Acórdão do Tribunal da Relação de Guimarães
Processo:
206/10.4TAVLN-B.G1
Relator: FERNANDO MONTERROSO
Descritores: CONSTITUIÇÃO DE ASSISTENTE
FRAUDE NA OBTENÇÃO DE SUBSÍDIO
GABINETE PARA OS MEIOS DE COMUNICAÇÃO SOCIAL
Nº do Documento: RG
Data do Acordão: 03/23/2015
Votação: UNANIMIDADE
Texto Integral: S
Privacidade: 1
Meio Processual: RECURSO PENAL
Decisão: CONCEDIDO PROVIMENTO
Sumário: O Gabinete para os Meios de Comunicação Social, não pode intervir como assistente num processo, no qual pretende ver pronunciados arguidos como autores da prática de crimes de fraude na obtenção de subsídio, em que a a aprovação da candidatura ao subsídio foi feita pela presidência do referido Gabinete.

PEDIDO
Dê seguimento ao acórdão da Relação de Guimarães sobre a constituição de assistente, começando logo após a última frase do sumário.

BLOCO DE DADOS
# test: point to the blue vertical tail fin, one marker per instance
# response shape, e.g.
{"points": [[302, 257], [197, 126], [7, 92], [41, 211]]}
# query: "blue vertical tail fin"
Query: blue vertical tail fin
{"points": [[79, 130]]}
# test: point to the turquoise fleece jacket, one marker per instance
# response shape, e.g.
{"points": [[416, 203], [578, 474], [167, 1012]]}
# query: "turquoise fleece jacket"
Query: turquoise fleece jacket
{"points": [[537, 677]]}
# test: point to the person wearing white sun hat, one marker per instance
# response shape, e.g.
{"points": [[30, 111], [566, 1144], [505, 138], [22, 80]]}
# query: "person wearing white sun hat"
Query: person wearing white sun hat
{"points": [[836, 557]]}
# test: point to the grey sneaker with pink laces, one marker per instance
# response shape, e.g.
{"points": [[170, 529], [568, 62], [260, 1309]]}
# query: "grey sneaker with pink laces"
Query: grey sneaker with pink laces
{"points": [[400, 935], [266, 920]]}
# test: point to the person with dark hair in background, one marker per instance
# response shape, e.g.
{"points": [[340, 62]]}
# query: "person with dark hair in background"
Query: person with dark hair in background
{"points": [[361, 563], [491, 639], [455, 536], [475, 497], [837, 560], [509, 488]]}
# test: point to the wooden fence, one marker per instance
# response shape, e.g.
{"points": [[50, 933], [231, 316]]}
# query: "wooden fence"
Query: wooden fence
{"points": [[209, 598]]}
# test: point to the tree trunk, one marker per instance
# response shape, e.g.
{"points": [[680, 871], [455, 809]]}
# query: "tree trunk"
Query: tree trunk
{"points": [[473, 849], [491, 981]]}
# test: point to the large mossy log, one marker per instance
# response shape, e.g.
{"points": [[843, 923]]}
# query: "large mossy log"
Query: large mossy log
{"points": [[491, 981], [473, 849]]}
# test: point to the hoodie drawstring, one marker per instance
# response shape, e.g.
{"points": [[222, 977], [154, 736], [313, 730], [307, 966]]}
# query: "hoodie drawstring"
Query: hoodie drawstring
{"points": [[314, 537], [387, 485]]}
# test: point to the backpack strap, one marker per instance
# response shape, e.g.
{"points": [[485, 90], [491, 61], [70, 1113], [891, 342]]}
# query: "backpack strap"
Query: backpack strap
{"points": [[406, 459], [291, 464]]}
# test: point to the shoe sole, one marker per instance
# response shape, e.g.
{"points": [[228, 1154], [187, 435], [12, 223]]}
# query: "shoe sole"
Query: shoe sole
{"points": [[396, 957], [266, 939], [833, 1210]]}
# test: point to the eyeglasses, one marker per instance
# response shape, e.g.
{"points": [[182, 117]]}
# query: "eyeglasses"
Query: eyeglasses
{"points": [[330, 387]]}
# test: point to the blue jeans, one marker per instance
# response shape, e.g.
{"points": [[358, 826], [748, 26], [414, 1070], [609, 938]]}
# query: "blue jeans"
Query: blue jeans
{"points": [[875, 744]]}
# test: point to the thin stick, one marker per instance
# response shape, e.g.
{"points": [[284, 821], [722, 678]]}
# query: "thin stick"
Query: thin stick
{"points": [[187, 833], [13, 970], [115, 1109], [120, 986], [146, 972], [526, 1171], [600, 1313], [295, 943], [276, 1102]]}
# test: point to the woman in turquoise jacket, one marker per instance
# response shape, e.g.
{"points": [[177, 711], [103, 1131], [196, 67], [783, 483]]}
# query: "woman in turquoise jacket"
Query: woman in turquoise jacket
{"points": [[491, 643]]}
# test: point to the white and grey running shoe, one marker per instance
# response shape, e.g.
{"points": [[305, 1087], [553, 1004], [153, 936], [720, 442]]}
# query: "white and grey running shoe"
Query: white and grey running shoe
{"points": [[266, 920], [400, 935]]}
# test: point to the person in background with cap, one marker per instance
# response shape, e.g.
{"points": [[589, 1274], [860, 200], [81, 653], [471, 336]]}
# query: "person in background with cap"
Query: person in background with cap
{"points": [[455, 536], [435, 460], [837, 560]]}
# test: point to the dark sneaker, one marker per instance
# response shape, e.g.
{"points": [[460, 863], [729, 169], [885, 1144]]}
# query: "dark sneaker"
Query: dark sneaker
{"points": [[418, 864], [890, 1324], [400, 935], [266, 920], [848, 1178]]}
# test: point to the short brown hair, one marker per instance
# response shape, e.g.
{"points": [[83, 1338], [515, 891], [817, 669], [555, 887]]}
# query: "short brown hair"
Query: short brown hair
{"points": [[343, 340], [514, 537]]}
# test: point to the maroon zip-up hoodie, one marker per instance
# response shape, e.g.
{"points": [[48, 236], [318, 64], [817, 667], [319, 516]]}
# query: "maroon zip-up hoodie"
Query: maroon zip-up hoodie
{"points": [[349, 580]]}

RESPOSTA AO PEDIDO
Decisão Texto Integral: Acordam no Tribunal da Relação de Guimarães
No ex Tribunal Judicial de Valença (Proc.nº 206/10.4TAVLN), após o MP ter arquivado o inquérito, o Gabinete para os Meios de Comunicação Social requereu ser admitido nos autos como assistente e a abertura de instrução, para que fossem pronunciados pela autoria de crimes de fraude na obtenção de subsídio os arguidos:
- … – Comunicação, Lda.;
- Miguel A.;
- … Unipessoal Lda.
- Fernando S.;
-… SL
- Fidel ….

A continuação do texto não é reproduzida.